**Referring expression pointing data:**
- - - -

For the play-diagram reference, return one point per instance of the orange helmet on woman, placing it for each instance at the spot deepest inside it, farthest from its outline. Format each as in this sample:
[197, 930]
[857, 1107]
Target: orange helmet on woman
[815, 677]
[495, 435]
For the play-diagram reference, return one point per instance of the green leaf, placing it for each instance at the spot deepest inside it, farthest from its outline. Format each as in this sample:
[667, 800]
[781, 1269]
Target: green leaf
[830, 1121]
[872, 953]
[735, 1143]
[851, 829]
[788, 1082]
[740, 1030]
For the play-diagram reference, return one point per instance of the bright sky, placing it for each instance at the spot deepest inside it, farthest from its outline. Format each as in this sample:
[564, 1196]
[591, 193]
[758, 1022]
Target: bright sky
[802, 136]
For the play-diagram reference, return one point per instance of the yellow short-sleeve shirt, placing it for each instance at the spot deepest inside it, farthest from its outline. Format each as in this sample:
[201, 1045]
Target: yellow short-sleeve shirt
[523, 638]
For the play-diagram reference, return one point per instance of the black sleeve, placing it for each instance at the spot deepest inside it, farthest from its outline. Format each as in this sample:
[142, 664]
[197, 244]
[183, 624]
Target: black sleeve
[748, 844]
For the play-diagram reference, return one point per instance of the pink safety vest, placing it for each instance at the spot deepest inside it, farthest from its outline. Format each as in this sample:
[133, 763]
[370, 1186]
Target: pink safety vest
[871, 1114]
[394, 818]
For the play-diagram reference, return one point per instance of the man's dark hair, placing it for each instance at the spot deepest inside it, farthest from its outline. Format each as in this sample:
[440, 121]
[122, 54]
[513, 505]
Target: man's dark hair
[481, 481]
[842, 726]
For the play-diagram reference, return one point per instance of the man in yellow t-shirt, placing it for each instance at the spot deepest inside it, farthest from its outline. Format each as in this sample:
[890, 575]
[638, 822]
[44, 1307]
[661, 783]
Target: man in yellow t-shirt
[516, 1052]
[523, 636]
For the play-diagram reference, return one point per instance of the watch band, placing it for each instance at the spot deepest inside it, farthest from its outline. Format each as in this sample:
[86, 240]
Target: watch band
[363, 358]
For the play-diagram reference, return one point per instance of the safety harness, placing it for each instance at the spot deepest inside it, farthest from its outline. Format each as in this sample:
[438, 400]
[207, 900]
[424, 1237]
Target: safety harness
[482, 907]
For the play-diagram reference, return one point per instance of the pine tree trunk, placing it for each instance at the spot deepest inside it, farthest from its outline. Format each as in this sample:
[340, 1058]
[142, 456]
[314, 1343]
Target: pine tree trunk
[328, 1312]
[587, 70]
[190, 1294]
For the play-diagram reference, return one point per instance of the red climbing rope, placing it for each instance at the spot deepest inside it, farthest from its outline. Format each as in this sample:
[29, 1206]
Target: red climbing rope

- - - -

**PROBLEM:** Go back to the data above and please quote exactly, and only, the lines from the line with "Target: black sleeve" through its last line.

**TASK RESULT:**
Target: black sleeve
[748, 844]
For the play-diagram reference, return one point per instance of the pink safety vest, placing it for each instance at the spot deepest inside it, farthest from its outline. Format each as in this sample:
[133, 763]
[370, 1186]
Target: pink safety vest
[871, 1114]
[394, 818]
For the play-diagram reference, return one point per instance of the man's dark hair, placing it for each instance at the spot deepest inside it, farthest from its outline. Format each as in this sample:
[440, 121]
[122, 54]
[513, 505]
Target: man's dark hair
[481, 481]
[842, 726]
For the play-diagram reference, return one point per instance of the man in yellow t-shirt, placing it for each instance at the spot deepest inside it, farthest from its outline. Format each as in this sample:
[890, 575]
[638, 822]
[44, 1307]
[661, 783]
Target: man in yellow t-shirt
[516, 1052]
[523, 636]
For the play-diagram reference, return one point per instance of the watch band, placing it for each instance at the spot deepest inside it, farthest from its outline. Format each as in this sample:
[86, 240]
Target: watch band
[363, 358]
For the play-diagram reference, return one point per instance of the safety harness, placing it for each instance at the spot deepest inside it, farthest from its outline. Format each as in this sample:
[438, 400]
[207, 900]
[424, 1237]
Target: safety harness
[482, 907]
For the play-diagram reference, return one point per instance of the pine tree trunk, placing it for each instance at the spot deepest inside it, farthest from its outline. Format each as in this sample:
[340, 1058]
[142, 456]
[314, 1343]
Target: pine tree trunk
[328, 1312]
[587, 70]
[190, 1294]
For the play-diagram reference, return one point per instance of the red climbing rope, placing it for each instance at the spot deepest inside it, farthest from its outline. Format each as in this sample:
[29, 1206]
Target: red climbing rope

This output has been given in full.